INSTRUCTION –
Please quote only the lines that start at the one with "Please indicate the soil" and go on to the last line of the data, both ends kept.

MATERIAL PROVIDED –
-.-.-
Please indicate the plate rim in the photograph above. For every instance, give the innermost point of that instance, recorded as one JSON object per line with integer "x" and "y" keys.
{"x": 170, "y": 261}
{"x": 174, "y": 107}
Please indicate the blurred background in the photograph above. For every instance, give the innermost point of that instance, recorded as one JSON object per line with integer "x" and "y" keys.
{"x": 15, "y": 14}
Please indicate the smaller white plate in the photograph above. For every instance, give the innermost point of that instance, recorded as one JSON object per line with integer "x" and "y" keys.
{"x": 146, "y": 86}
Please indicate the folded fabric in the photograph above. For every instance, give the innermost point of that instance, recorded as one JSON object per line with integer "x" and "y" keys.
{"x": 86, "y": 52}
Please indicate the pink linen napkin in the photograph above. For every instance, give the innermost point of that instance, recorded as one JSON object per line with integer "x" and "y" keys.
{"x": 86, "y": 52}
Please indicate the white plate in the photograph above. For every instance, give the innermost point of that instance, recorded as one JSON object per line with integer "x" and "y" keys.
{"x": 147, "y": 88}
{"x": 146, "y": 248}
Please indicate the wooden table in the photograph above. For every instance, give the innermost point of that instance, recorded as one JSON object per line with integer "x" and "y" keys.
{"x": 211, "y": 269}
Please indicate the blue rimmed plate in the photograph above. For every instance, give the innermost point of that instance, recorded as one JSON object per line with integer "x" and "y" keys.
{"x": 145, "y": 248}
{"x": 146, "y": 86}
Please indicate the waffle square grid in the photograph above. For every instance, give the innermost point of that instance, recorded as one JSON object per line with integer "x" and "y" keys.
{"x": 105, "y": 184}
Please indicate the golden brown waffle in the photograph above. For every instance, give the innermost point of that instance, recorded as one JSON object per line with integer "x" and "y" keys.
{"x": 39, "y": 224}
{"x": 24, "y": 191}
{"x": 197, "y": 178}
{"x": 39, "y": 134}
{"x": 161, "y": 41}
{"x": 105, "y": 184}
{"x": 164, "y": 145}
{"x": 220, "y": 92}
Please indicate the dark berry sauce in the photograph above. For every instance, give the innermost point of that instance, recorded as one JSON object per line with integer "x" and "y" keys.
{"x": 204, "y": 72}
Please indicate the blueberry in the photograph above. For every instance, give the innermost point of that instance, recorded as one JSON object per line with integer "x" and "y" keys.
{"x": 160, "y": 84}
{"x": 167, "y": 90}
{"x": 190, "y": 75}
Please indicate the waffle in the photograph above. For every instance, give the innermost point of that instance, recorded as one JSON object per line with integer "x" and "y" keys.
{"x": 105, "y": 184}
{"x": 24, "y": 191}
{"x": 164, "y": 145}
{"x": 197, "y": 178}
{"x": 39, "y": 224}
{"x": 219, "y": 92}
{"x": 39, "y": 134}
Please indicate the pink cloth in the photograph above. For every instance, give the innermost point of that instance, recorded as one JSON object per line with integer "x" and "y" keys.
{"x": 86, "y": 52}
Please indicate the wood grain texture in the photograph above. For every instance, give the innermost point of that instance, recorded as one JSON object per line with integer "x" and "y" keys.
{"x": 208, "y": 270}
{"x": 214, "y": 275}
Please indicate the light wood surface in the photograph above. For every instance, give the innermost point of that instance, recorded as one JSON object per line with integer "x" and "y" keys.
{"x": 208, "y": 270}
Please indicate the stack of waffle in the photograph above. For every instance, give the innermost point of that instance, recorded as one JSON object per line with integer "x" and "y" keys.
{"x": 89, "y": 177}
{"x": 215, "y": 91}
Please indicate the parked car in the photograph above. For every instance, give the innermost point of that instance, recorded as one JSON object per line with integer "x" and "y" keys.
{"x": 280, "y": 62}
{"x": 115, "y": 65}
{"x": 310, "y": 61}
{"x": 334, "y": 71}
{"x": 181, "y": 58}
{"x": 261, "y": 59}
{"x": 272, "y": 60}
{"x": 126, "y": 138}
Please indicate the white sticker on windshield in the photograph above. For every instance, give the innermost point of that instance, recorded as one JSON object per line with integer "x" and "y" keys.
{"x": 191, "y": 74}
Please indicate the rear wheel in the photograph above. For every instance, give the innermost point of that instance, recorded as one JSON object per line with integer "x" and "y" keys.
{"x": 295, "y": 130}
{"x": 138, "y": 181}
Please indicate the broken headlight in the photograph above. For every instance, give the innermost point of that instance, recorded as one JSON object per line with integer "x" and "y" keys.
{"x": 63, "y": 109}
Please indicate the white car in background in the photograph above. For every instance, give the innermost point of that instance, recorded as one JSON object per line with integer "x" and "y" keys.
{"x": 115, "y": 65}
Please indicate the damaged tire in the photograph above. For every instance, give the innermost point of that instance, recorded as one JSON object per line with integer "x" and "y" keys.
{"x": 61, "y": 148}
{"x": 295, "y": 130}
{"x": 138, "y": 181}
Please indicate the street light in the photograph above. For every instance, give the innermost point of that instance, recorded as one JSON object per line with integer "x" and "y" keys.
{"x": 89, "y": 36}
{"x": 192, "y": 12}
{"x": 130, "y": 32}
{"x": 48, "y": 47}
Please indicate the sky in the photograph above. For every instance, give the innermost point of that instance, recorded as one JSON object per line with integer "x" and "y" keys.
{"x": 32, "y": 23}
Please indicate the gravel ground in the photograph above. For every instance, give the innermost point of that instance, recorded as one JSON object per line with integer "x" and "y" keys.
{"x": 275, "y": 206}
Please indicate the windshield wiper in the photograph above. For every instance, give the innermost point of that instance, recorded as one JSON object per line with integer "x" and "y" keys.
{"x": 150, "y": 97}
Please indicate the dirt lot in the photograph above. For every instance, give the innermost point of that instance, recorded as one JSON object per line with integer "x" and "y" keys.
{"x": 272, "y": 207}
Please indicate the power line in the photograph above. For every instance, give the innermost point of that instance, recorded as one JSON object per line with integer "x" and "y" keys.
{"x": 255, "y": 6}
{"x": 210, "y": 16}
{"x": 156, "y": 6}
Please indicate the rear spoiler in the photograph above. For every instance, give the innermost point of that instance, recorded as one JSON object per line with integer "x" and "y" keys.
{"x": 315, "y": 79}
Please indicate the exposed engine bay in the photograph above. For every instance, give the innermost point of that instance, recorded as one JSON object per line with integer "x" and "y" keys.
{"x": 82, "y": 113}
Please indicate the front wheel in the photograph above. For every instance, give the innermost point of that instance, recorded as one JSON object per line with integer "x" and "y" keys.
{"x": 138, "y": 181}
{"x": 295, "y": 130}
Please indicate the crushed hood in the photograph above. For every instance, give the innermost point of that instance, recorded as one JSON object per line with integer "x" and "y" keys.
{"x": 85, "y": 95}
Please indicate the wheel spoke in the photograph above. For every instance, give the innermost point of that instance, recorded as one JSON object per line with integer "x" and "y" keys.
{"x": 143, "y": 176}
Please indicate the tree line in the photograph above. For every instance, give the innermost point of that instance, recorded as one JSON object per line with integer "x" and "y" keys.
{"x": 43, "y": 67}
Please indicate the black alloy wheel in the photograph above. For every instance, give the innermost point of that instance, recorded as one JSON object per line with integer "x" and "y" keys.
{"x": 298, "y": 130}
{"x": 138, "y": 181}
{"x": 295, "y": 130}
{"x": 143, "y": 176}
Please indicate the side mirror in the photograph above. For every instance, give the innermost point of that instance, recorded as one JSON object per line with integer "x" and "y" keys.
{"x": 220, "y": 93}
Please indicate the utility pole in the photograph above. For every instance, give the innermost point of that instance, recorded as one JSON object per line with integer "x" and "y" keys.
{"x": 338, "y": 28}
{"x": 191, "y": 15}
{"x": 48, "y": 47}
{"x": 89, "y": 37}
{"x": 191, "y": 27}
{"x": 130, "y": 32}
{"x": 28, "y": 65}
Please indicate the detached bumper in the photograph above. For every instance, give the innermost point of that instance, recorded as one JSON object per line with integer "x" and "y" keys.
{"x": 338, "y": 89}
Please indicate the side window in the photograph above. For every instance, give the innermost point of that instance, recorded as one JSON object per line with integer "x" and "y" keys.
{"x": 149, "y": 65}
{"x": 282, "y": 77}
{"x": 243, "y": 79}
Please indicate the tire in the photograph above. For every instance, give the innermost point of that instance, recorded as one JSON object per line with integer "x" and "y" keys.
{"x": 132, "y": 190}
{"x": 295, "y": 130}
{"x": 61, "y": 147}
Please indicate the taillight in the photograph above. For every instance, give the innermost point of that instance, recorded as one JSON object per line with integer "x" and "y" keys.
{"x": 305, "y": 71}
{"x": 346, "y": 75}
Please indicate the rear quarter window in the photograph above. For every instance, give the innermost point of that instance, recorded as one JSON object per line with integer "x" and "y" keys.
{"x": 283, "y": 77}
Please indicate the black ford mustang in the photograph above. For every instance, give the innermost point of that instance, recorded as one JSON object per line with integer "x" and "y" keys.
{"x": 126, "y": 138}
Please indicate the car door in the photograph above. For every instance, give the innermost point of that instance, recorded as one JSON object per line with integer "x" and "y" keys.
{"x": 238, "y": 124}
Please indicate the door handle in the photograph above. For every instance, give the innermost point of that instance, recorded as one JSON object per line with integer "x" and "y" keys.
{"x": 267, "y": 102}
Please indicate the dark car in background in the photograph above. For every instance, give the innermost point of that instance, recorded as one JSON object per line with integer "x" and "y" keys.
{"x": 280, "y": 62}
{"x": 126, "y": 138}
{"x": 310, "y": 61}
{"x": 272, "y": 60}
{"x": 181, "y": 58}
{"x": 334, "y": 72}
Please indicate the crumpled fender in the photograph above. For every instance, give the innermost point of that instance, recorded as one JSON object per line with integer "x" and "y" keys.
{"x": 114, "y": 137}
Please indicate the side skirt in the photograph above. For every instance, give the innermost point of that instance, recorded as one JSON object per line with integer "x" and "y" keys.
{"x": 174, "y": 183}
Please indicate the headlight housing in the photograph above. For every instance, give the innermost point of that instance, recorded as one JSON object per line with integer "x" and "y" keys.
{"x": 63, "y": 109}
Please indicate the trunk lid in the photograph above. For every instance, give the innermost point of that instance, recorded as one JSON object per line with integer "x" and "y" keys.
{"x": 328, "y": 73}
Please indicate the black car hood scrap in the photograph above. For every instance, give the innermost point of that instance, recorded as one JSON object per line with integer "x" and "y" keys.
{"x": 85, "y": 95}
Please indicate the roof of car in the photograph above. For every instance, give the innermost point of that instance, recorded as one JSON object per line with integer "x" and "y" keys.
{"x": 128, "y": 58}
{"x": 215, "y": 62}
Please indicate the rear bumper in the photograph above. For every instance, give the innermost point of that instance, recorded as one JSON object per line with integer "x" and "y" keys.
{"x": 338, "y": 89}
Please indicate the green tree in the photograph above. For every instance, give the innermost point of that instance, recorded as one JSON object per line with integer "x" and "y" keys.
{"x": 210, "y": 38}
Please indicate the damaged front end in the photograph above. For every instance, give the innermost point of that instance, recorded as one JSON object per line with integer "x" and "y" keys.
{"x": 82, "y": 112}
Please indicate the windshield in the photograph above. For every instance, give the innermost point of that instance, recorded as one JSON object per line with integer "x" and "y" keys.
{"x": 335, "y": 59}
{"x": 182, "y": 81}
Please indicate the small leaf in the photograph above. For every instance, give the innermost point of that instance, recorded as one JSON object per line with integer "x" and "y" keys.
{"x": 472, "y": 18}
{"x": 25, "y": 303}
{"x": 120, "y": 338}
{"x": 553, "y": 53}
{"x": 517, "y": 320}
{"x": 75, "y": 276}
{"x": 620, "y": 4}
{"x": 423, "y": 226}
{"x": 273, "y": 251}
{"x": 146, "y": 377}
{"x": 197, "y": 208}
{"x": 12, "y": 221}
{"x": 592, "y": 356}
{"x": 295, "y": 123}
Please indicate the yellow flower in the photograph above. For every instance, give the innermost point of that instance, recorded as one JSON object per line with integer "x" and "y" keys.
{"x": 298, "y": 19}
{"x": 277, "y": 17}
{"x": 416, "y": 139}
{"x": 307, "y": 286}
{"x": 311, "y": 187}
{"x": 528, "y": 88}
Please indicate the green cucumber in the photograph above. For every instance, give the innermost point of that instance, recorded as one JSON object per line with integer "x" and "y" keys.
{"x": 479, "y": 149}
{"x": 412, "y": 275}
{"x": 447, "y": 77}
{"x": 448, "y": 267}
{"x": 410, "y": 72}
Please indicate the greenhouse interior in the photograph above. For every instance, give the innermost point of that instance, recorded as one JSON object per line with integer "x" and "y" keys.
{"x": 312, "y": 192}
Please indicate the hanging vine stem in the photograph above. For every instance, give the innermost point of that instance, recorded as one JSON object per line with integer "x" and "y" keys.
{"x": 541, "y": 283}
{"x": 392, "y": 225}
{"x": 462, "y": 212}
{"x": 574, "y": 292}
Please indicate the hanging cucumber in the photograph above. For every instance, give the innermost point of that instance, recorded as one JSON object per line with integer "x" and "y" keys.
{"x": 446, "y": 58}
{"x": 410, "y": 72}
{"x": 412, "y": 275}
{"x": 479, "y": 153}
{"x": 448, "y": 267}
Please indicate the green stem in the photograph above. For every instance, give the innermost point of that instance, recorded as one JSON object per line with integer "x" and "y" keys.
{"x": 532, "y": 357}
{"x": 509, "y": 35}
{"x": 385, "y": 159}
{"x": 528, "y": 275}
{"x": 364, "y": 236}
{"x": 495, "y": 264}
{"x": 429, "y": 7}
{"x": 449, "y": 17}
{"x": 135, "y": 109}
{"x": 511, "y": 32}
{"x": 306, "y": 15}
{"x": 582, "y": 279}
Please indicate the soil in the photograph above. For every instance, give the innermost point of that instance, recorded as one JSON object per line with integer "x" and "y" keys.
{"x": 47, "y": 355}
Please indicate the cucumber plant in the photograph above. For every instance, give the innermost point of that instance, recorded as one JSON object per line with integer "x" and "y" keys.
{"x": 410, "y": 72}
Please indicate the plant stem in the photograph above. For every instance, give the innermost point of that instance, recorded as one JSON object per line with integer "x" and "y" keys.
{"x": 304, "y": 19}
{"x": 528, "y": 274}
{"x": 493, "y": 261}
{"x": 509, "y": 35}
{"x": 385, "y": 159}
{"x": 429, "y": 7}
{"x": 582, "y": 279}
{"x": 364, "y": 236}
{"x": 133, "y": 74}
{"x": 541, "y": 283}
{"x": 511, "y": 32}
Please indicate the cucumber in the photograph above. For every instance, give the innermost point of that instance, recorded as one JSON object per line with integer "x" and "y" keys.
-.-.-
TASK RESPONSE –
Please indicate the soil in the photograph above. For every instance, give the innermost point of that instance, recorded as one JSON object per line with integer "x" and "y" keys.
{"x": 47, "y": 355}
Please indicate the cucumber plant in the photograph above. For every instance, give the innermost point of that instance, recorded as one JSON object per line with integer "x" and "y" keys.
{"x": 410, "y": 72}
Please indicate the plant stem in the photograph above. For every instance, give the innermost point of that instance, recorded as one JSON object per line with integer "x" and "y" keys.
{"x": 304, "y": 19}
{"x": 528, "y": 274}
{"x": 493, "y": 261}
{"x": 509, "y": 35}
{"x": 385, "y": 159}
{"x": 429, "y": 7}
{"x": 582, "y": 279}
{"x": 364, "y": 236}
{"x": 133, "y": 74}
{"x": 541, "y": 283}
{"x": 511, "y": 32}
Please indicate the cucumber in the photograph above. For every instance, give the innermost point of that instance, recorded as one JSON object per line with integer "x" and "y" keys.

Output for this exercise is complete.